--- Task ---
Repeat everything in the blog post from "You may have" down to "might interest you." word for word.

--- Study text ---
You may have noticed that in the last few weeks, I haven’t exactly been posting spectacular original content on this blog. A vacation and the simultaneous bootstrapping of two new writing outlets (the Trailmeme blog and the Be Slightly Evil email list), are part of the reason. The other part of the reason is that all my current ribbonfarmesque ideas are currently in the form of several rather demanding drafts (reading Gibbon’s 6-volume “Decline and Fall of the Roman Empire” doesn’t exactly catalyze tweet-sized ideas). So rather than post hasty dreck, I figured I’d just point you to some of my posts on the Trailmeme blog that might interest you.

  • In Rent vs. Buy and Digital Lifestyle Design I looked at what’s happening to an age-old decision due to the impact of future-of-work forces
  • In The Marcus Aurelius School of Curation, I argue that information curation (an emerging new profession) is less like being a librarian, and more like being a stoic emperor. And yeah, this post is partly inspired by my current obsession with the history of Rome. Expect a lot of Rome references from me in upcoming writing. The fact that I was actually vacationing in Italy, and wandering around Pompeii, while reading the thing, probably helped burn the book into my head a lot more vividly.

--- Available data ---
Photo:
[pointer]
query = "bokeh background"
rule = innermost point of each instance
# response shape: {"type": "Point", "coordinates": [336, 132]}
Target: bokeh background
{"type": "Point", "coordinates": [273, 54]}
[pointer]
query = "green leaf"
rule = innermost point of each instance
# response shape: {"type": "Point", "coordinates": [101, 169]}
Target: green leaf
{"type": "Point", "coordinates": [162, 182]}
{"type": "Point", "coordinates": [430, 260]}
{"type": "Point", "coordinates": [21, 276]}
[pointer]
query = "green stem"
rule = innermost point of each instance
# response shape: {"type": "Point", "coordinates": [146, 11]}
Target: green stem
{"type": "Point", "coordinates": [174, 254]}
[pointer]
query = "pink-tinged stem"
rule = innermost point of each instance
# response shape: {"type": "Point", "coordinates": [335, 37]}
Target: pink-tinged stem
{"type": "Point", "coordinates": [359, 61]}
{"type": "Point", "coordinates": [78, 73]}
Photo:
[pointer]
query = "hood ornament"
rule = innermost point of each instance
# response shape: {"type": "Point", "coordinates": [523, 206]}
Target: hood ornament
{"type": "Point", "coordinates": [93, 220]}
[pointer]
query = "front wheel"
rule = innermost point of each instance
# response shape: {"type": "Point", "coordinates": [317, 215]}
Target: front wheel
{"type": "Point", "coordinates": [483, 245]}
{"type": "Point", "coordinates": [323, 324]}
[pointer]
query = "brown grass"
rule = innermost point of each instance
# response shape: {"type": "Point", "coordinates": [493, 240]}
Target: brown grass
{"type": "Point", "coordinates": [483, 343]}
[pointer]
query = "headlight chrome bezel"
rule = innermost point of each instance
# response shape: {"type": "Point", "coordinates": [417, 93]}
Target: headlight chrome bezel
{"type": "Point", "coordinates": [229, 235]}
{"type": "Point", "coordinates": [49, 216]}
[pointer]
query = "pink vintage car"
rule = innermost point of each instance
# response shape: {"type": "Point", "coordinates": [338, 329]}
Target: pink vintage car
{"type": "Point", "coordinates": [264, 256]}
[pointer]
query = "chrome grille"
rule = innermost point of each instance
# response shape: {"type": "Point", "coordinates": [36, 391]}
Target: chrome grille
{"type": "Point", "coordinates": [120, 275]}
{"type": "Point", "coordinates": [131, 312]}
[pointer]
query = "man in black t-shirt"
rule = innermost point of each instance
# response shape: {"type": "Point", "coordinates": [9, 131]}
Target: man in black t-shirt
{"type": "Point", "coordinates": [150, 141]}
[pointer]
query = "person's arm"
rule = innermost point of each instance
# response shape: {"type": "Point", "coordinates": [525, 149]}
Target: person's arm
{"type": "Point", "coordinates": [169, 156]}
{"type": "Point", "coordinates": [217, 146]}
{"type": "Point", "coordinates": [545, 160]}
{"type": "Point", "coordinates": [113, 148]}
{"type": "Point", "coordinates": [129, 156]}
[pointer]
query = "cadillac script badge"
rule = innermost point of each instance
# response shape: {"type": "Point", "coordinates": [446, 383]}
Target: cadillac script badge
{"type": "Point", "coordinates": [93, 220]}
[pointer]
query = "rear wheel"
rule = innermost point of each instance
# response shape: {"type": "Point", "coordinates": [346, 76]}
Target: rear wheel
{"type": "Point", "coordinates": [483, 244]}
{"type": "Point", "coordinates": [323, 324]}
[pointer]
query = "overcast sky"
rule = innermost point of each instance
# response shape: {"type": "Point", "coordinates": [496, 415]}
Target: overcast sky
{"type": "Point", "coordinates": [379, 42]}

--- Solution below ---
You may have noticed that in the last few weeks, I haven’t exactly been posting spectacular original content on this blog. A vacation and the simultaneous bootstrapping of two new writing outlets (the Trailmeme blog and the Be Slightly Evil email list), are part of the reason. The other part of the reason is that all my current ribbonfarmesque ideas are currently in the form of several rather demanding drafts (reading Gibbon’s 6-volume “Decline and Fall of the Roman Empire” doesn’t exactly catalyze tweet-sized ideas). So rather than post hasty dreck, I figured I’d just point you to some of my posts on the Trailmeme blog that might interest you.